» **QUOTED PASSAGE**:
*** Begin section ***

AI Regulations
The recent OpenAI shakeup has all but proven that concerns about AI safety all but go out the window as soon as money and greed are concerned. Although conversations about AI safety should switch from talk about long termism and fictional existential future doom to near-term threats and potential human misuse of AI, they likely won’t.
The effective altruists and safety-ists will likely continue to dominate the discussion – their pro-regulation stance benefits corporations and those who are set to gain financially from all the doom mongering. For some reason, it’s easier for people to imagine a future that looks like Terminator than one that looks like Star Trek.
Open-source AI
Open-source AI will continue to improve and be taken into widespread use. These models herald a democratisation of AI, shifting power away from a few closed companies and into the hands of humankind. A great deal of research and innovation will happen in that space in 2024. And whilst I don’t expect adherents in either camp of the safety debate to switch sides, the number of high-profile open-source proponents will likely grow.
Disinformation
AI will be used to create disinformation and influence operations in the runup to the high-profile elections of 2024. This will include synthetic written, spoken, and potentially even image or video content. Disinformation is going to be incredibly effective now that social networks have scaled back or completely removed their moderation and verification efforts. Social media will become even more of a cesspool of AI and human-created garbage.
The cybercriminal ecosystem has become compartmentalised into a multitude of service offerings such as access brokers, malware writers, spam campaign services, and so on. On the disinformation front, there are many companies that pose as PR or marketing outfits, but who provide disinformation and influence operations as services. Where relevant, cyber criminals and other bad actors will turn to AI for the sake of efficiency. They will use generative models to create phishing content, social media content, deepfakes, and synthetic images and video. The creation of such content requires expertise in prompt engineering – knowing which inputs generate the most convincing outputs. Will prompt engineering become a service offering? Perhaps.
AI in business
AI-powered services and products will be rushed to market as competition amongst startups and established corporations continues to heat up. Not having AI functionality in your product will mean the difference between it being viable and useless. And that means little-to-no attention paid to security, just as we saw with the first IoT devices. If it’s smart, it’s vulnerable is about to take on a whole new meaning.”

*** End section ***

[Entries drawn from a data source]
*** Begin section ***

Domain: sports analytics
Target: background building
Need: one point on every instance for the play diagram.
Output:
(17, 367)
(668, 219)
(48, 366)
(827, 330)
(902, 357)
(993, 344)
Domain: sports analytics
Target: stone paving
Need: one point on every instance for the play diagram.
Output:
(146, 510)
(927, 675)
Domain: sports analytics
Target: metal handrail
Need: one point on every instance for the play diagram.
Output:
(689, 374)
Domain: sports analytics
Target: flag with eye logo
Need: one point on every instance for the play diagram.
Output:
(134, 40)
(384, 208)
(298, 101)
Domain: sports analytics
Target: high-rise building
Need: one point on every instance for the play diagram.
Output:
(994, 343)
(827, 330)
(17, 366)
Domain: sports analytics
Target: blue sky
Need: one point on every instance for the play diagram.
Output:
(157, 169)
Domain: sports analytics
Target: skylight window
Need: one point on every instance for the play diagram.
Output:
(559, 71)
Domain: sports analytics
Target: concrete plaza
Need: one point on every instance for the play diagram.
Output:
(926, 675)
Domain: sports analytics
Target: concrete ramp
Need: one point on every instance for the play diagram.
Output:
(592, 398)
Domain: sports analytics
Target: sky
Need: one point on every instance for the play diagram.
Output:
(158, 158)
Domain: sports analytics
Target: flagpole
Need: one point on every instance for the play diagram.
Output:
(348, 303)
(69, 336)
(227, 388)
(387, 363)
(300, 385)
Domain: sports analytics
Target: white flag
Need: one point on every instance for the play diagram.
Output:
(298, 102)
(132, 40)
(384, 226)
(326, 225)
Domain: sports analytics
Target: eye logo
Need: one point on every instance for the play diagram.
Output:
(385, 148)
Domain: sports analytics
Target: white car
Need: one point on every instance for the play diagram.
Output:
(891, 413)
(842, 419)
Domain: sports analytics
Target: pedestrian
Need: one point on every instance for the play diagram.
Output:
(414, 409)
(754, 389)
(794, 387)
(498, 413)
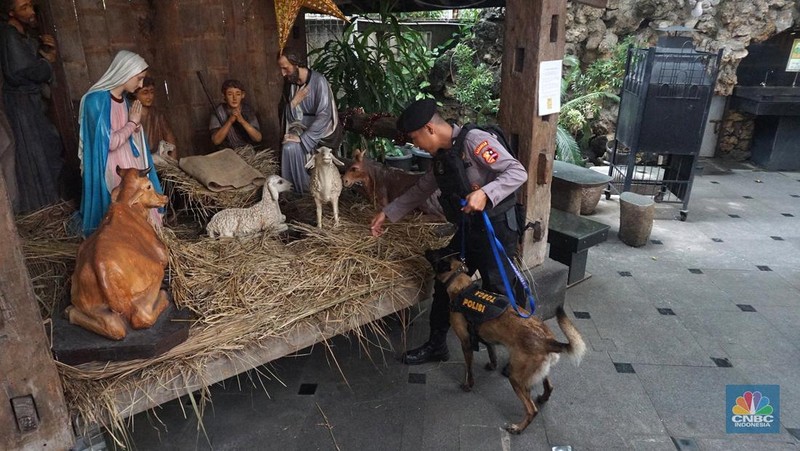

*** End section ***

» **REQUIRED WORK**:
Repeat word for word the portion of the text on AI between "The effective altruists" and "will likely grow.", inclusive.

» **ANSWER TO THIS EXERCISE**:
The effective altruists and safety-ists will likely continue to dominate the discussion – their pro-regulation stance benefits corporations and those who are set to gain financially from all the doom mongering. For some reason, it’s easier for people to imagine a future that looks like Terminator than one that looks like Star Trek.
Open-source AI
Open-source AI will continue to improve and be taken into widespread use. These models herald a democratisation of AI, shifting power away from a few closed companies and into the hands of humankind. A great deal of research and innovation will happen in that space in 2024. And whilst I don’t expect adherents in either camp of the safety debate to switch sides, the number of high-profile open-source proponents will likely grow.